INFORMATION SHOWN below:

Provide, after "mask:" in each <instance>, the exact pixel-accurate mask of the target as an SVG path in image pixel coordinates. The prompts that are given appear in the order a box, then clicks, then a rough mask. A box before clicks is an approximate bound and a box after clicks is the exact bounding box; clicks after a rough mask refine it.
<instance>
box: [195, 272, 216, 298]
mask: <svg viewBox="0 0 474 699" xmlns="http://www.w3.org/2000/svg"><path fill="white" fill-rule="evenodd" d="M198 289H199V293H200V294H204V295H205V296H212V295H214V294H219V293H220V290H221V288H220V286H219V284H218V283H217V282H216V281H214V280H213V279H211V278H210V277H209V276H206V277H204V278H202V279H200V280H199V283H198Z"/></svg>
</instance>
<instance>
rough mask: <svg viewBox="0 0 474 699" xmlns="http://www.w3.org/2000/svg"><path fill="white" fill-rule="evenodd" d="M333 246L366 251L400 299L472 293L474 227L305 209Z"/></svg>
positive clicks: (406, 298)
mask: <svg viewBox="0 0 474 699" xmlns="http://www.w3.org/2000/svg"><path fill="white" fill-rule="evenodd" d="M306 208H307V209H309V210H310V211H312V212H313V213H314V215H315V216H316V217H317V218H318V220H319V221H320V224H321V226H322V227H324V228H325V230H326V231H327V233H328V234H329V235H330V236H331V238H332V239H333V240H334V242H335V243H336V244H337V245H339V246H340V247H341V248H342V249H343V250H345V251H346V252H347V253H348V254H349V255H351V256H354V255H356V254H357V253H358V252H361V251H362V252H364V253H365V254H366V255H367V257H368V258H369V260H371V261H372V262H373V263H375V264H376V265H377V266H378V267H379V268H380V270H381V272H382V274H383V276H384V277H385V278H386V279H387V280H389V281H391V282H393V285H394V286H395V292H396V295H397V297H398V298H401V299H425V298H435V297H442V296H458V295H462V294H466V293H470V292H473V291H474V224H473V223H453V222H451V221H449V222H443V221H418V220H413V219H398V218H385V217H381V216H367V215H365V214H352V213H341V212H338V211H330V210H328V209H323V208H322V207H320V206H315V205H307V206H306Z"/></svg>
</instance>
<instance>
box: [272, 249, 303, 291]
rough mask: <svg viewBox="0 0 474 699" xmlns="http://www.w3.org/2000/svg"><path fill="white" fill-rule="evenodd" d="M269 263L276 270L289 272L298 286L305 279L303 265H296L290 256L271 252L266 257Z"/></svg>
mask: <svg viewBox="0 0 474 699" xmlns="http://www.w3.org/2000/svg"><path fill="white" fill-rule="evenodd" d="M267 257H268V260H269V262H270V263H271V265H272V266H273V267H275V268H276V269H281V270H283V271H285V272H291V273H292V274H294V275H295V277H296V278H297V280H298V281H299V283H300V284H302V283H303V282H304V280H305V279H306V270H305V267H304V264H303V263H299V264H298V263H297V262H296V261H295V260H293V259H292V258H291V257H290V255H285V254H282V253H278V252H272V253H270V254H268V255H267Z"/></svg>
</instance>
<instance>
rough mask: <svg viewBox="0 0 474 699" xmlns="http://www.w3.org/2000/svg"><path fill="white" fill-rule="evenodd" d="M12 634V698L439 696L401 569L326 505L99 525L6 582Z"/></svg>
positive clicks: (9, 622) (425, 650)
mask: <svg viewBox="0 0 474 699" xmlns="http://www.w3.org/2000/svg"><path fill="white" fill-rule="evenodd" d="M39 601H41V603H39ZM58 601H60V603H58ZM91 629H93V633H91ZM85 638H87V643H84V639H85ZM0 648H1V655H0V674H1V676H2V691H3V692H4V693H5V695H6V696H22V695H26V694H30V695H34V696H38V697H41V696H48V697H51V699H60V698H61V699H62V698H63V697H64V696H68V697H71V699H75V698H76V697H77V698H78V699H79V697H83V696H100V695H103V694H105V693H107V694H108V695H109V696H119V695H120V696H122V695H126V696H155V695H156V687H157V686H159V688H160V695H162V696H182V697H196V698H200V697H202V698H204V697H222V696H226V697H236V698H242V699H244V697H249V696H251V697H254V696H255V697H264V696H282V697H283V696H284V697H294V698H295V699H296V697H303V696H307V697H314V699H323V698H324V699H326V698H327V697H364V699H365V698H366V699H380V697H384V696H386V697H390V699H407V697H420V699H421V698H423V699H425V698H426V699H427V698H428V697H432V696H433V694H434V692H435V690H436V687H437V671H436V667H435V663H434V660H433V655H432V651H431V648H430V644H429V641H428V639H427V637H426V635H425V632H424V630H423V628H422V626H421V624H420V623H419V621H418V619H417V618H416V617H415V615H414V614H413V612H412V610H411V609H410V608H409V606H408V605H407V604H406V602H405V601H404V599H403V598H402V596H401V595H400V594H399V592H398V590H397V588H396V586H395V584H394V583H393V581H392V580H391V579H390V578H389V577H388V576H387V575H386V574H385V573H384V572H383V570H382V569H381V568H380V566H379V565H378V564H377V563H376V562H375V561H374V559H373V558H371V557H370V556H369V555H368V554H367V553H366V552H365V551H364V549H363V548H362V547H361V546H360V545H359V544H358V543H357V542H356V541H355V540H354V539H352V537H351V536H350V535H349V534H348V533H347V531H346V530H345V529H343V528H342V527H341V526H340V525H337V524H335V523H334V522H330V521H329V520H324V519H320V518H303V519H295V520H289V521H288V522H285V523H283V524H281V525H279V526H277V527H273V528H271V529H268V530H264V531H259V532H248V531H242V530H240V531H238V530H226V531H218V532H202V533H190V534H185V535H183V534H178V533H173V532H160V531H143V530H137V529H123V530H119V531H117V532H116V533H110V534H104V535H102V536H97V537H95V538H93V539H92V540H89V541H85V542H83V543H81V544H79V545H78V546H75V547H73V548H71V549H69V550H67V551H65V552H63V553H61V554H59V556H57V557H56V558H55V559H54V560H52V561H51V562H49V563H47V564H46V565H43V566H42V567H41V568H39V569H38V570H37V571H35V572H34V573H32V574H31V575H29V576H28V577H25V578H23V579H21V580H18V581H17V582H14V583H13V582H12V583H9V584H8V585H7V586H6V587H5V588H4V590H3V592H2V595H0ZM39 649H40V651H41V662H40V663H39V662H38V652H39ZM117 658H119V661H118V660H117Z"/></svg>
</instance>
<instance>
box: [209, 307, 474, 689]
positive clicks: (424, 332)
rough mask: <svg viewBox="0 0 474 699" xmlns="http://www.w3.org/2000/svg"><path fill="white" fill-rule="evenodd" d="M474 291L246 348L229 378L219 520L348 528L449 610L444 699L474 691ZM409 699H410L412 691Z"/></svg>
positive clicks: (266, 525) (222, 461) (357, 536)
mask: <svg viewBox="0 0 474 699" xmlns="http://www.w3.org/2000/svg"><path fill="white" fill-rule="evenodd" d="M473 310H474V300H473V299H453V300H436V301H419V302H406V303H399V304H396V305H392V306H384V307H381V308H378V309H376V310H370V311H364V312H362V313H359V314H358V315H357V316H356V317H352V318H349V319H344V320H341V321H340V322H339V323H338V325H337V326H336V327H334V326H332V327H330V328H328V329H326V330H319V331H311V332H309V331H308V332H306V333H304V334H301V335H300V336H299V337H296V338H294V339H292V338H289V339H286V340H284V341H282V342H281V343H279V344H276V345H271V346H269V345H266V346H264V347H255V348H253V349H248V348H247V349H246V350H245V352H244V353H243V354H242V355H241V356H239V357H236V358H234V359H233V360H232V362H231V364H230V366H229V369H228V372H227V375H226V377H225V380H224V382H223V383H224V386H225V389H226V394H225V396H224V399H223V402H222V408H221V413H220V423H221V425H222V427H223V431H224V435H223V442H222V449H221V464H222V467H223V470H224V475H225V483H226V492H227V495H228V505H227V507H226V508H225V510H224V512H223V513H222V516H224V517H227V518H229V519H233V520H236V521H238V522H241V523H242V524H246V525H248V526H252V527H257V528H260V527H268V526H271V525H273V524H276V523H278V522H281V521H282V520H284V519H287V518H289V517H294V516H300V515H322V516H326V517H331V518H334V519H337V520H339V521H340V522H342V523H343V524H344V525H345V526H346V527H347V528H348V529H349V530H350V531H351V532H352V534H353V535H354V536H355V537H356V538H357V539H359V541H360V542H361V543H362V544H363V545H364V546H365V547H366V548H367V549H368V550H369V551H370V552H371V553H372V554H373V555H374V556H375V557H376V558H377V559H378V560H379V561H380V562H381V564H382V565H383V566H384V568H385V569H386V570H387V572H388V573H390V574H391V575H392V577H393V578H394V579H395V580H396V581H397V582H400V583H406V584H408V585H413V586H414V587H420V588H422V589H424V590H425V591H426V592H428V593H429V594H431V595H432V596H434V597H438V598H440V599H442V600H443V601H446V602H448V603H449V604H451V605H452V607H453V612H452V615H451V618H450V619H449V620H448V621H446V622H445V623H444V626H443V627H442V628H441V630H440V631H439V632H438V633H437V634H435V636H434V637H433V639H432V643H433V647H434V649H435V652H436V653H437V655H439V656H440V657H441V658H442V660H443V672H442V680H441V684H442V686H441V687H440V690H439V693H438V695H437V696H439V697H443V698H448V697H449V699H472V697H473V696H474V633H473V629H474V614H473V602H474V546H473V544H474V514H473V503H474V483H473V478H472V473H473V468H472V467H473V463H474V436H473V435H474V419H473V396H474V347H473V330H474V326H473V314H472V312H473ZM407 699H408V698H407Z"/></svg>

End of INFORMATION SHOWN.

TASK BRIEF ::
Above are the records; copy exactly the lines from the line with "positive clicks: (424, 332)" through the line with "291L246 348L229 378L219", both included.

OUTPUT OF THE EXERCISE ::
positive clicks: (424, 332)
rough mask: <svg viewBox="0 0 474 699" xmlns="http://www.w3.org/2000/svg"><path fill="white" fill-rule="evenodd" d="M474 291L246 348L229 378L219 520L348 528L449 610L444 699L474 691ZM409 699H410L412 691Z"/></svg>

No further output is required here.